__Given passage__:
↓
Why did it take about 44 years for the memory of my near-death experience to resurface? After much thought and talks with others, I have come to the conclusion that it all came back to me when I was ready for it.
Ten years ago, I started meditating regularly. About five years ago I stumbled upon some NDE videos on YouTube. I felt frustrated with not being able to help more people with their fear of death. A fear which I have, for years, realized was pointless because death doesn't exist. That was my main inspiration to create my near-death experience YouTube channel. I felt that the more voices out there spreading this information and love, the better.
Then, in a mediation, with a visit from my Guide, the entire memory of my schoolyard NDE was revealed in an instant. It suddenly included so many more details, and felt like a memory. A vivid memory, so vivid that it was as though it had just happened. I want to be clear, it was not 'told' to me. It was more like a memory that was just put back where it belonged.
As I mentioned at the onset of this, at 6 years old I had fallen on the ice. I didn't feel any pain, and I was out of my body before my head hit the icy pavement. At that moment I was definitely somewhere else, but seemingly not that far. I slowly began to realize I was not alone. At that point I also felt the love of ten million loving mothers. My attention was then shifted to what was taking place below me. I had no awareness of any physical body. Nor was I even familiar yet with what I was looking at. I saw a schoolyard, school children scattered about, a small cluster of children, and one adult in another area. I had no emotional attachment to this scene whatsoever.
↑
__Work order 1__:
In the near-death experience account, how many years passed before the memory resurfaced?
__Work order 2__:
Extend the near-death experience account, picking up right after its last sentence.

Records excerpted from a collection
↓
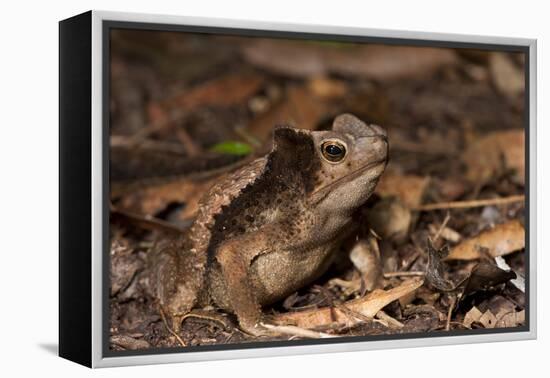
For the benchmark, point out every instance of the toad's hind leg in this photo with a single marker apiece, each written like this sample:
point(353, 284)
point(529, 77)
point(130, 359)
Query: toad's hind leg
point(176, 279)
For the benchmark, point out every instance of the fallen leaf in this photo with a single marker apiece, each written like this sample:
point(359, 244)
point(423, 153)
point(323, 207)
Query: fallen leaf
point(485, 276)
point(129, 343)
point(482, 277)
point(390, 219)
point(367, 306)
point(518, 282)
point(409, 189)
point(488, 319)
point(510, 319)
point(446, 233)
point(386, 63)
point(507, 77)
point(229, 90)
point(472, 316)
point(435, 270)
point(289, 58)
point(153, 199)
point(494, 154)
point(325, 87)
point(501, 240)
point(377, 62)
point(297, 109)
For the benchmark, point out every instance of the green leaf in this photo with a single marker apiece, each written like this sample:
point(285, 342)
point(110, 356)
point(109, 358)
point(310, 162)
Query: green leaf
point(232, 148)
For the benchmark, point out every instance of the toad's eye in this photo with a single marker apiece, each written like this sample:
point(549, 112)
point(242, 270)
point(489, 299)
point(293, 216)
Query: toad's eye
point(333, 151)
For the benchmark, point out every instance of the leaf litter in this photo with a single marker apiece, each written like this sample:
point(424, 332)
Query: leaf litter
point(440, 245)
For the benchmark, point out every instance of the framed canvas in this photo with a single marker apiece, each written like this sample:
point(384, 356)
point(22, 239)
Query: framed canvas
point(234, 189)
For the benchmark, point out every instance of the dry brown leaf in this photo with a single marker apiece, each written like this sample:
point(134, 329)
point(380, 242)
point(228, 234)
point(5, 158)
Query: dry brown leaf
point(285, 57)
point(501, 240)
point(510, 319)
point(229, 90)
point(128, 342)
point(386, 63)
point(408, 188)
point(365, 256)
point(472, 316)
point(493, 154)
point(153, 199)
point(507, 77)
point(325, 87)
point(488, 319)
point(372, 61)
point(390, 219)
point(367, 307)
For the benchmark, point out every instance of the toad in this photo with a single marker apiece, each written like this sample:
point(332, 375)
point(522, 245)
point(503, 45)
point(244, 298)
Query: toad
point(271, 227)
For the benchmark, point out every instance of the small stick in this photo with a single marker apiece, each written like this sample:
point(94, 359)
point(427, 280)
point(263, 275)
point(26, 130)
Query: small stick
point(391, 321)
point(413, 273)
point(450, 312)
point(470, 204)
point(443, 225)
point(172, 332)
point(297, 331)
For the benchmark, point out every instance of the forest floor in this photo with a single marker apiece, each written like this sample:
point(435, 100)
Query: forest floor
point(448, 216)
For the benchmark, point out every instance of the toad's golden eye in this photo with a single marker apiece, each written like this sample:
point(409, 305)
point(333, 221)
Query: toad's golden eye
point(333, 151)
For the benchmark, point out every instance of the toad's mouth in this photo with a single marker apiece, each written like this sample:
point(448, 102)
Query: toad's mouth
point(320, 193)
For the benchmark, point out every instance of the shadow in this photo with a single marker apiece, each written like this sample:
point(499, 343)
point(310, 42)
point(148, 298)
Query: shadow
point(50, 348)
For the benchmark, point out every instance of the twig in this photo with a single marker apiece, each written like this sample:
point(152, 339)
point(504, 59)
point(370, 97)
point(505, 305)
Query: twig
point(450, 312)
point(470, 204)
point(412, 273)
point(172, 332)
point(296, 331)
point(391, 321)
point(443, 225)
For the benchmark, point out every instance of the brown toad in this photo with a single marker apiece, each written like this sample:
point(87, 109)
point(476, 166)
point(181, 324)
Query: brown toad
point(271, 227)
↑
__Exercise output 1__:
About 44 years.

__Exercise output 2__:
The voice had asked me what it was I saw, and at that moment my consciousness was thrown under the cluster into my earthly body's point of view. I could see all the shadowy faces of the kids and the teacher's assistant (T.A.) as they gradually became clearer and brighter. By now I could hear both what the T.A. was saying to the children, but I could also very clearly hear and feel what he was thinking and feeling. He was in a panic, scared, and he felt that he may have been responsible for the incident. Once again (and this happened a few times), I was up in the sky, so to speak, in the arms of that very strong Love feeling. This time, the voice asked me to tell them what I saw. It took me a little while, but finally, I was able to come up with one observation that I thought would satisfy them. I noticed that only two of the several children in the yard were of color. One South Asian, Indian boy, and myself. Then I heard, "All of them are special. One isn't any more loved or special than the other.”
Not much was said after this, only felt. I then saw my teacher's assistant pick me up and bring me into the school as the other kids helped to open the door. Strangely, the two details about this experience that wow me the most were my ability to see the rest of the exterior of the school from a bird's eye view, and the new detail of our T.A. carrying me inside. The other, clearly more powerful messages, obviously impact me; however, I feel like those have been with me since it all happened.